Document text -
When I almost got struck by lightning, Mumbles made me laugh.
When I fell, Mumbles made sure I was okay.
When I was cold, he slept next to me.
When I was sad, he hugged me.
When I told him it was my birthday coming up, he planned a surprise party for me.
Six days before my party, my dreams of summiting Mt. Katahdin in Maine were crushed. After hiking 1,300 miles from Georgia, I slipped on a greasy rock in New Jersey and broke my leg. I was alone and frightened. In an instant, I knew my adventure was over.
The following four months were the lowest, most dangerously close to suicide days I’d ever experienced. And this is why. After my fall, I hauled my broken body off the mountain and hitched a ride with a certifiably bat-shit-crazy lady to the hospital. I am one lucky girl because these circumstances are highly unlikely on the trail.
I caught a cab to a hotel, boarded a plane the next morning and in just over 24 hours after falling, I was sitting at home with half a cast and a shattered dream.
I was 97 lbs, full of pain, frustrated beyond sight, and absolutely grounded. What had happened? Who was I?
Just a few days prior, I had discussed what I would eat as my celebratory meal after summiting. I had given myself permission to actually “feel” what that last mile would be like. I was hauling 40# on my back more than 20 miles a day through extremely adverse conditions. I was happy and absolutely fulfilled.
Then, not. Not any of it. I was sat down, with a heavy boot, crutches and a house full of stairs. I couldn’t walk, drive or participate in my life in any way I found acceptable. Bullshit.
And that was just the first few days.
I wore the boot. Then I took it off and walked. Then I reinjured my leg.
So I wore the boot again. For a very long time.
I couldn’t run which was my stress equalizer before the trail. I couldn’t hike. I couldn’t even do sit ups or push ups without pain. I couldn’t even practice asana, the physical movements in yoga.
The lowest day, I found myself throwing an elaborately orchestrated pity party filled with woe-is-me and WTFs. It was ugly.
Then Mumbles showed back up.
I had watched many members of my trail family (“tramily”) finish the trail, and was equally jubilated as I was jealous. But when Mumble summited, I cried. His undying support, even through his toughest days, was enough to keep my head above ground.
After he summited, he stayed in close touch. I could always reach out and find a friend. It was with his encouragement that I sought out and found a kickass, foul-mouthed, gruff and rough therapist. Just my style. Everyone, in my opinion, needs a therapist on top of all other coping mechanisms. Someone with heart and tools to help navigate the shit in life.
The other aspect of my life that never left was yoga. Yoga was my constant companion. Even though I wasn’t purposefully posing, all of yoga infiltrated my journey.

Set of tasks -
1. Write out everything in the hiking essay from "I was 97 lbs, full" down to "very long time.".
2. State whether each statement agrees with the hiking essay, answering yes or no and quoting the words that decide it: (a) The writer broke a leg after slipping on a rock in New Jersey. (b) The writer reached the summit of Mt. Katahdin. (c) Mumbles encouraged the writer to find a therapist.

Supplied information -
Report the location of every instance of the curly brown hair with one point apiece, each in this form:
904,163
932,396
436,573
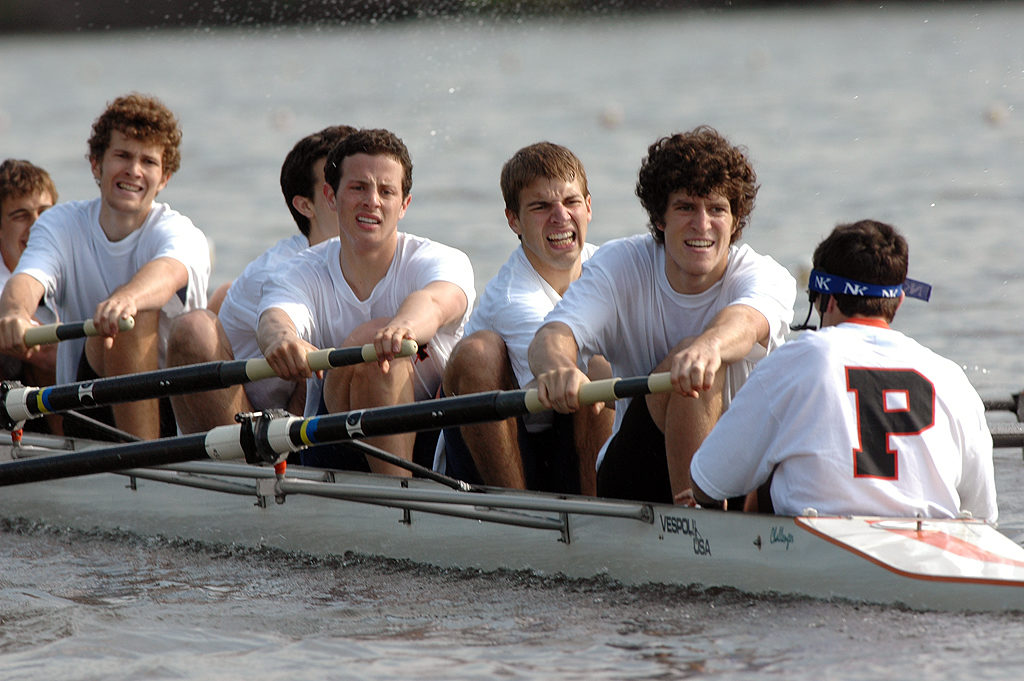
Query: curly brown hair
541,160
297,176
700,162
139,117
20,178
869,252
372,142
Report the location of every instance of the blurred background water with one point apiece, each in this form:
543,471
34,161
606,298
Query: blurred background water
908,114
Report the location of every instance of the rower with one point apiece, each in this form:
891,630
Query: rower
855,418
683,298
230,333
116,256
548,207
26,190
375,285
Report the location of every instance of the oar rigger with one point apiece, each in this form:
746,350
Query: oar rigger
261,442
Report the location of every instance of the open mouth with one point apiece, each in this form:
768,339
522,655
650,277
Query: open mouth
562,239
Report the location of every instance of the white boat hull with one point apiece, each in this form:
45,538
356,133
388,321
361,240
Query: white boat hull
942,564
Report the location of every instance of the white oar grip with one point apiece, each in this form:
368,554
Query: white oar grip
321,359
659,382
409,348
601,391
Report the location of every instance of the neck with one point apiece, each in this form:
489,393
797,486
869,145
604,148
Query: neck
364,270
868,322
557,279
317,235
117,225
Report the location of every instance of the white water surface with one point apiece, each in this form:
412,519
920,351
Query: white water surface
909,114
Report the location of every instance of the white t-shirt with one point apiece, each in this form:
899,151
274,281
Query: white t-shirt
239,318
313,293
514,304
80,267
807,414
239,311
624,307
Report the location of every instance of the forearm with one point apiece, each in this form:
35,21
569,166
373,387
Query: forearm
280,342
153,285
426,310
734,332
20,296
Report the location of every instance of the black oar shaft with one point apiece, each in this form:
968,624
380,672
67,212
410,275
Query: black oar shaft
23,403
475,408
266,439
54,333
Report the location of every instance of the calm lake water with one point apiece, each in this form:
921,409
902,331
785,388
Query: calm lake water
905,114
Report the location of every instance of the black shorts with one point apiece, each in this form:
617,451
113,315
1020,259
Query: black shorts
77,428
635,465
549,457
345,456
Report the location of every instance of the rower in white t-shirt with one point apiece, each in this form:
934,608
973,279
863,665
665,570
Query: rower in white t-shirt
229,333
117,256
682,299
855,418
548,207
26,190
375,285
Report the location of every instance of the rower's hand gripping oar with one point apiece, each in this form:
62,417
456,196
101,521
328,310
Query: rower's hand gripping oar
54,333
19,403
267,438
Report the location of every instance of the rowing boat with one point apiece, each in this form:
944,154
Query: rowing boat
929,564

Task-by-task answers -
1.
I was 97 lbs, full of pain, frustrated beyond sight, and absolutely grounded. What had happened? Who was I?
Just a few days prior, I had discussed what I would eat as my celebratory meal after summiting. I had given myself permission to actually “feel” what that last mile would be like. I was hauling 40# on my back more than 20 miles a day through extremely adverse conditions. I was happy and absolutely fulfilled.
Then, not. Not any of it. I was sat down, with a heavy boot, crutches and a house full of stairs. I couldn’t walk, drive or participate in my life in any way I found acceptable. Bullshit.
And that was just the first few days.
I wore the boot. Then I took it off and walked. Then I reinjured my leg.
So I wore the boot again. For a very long time.

2.
(a) Yes: "I slipped on a greasy rock in New Jersey and broke my leg."
(b) No: "my dreams of summiting Mt. Katahdin in Maine were crushed."
(c) Yes: "It was with his encouragement that I sought out and found a kickass, foul-mouthed, gruff and rough therapist."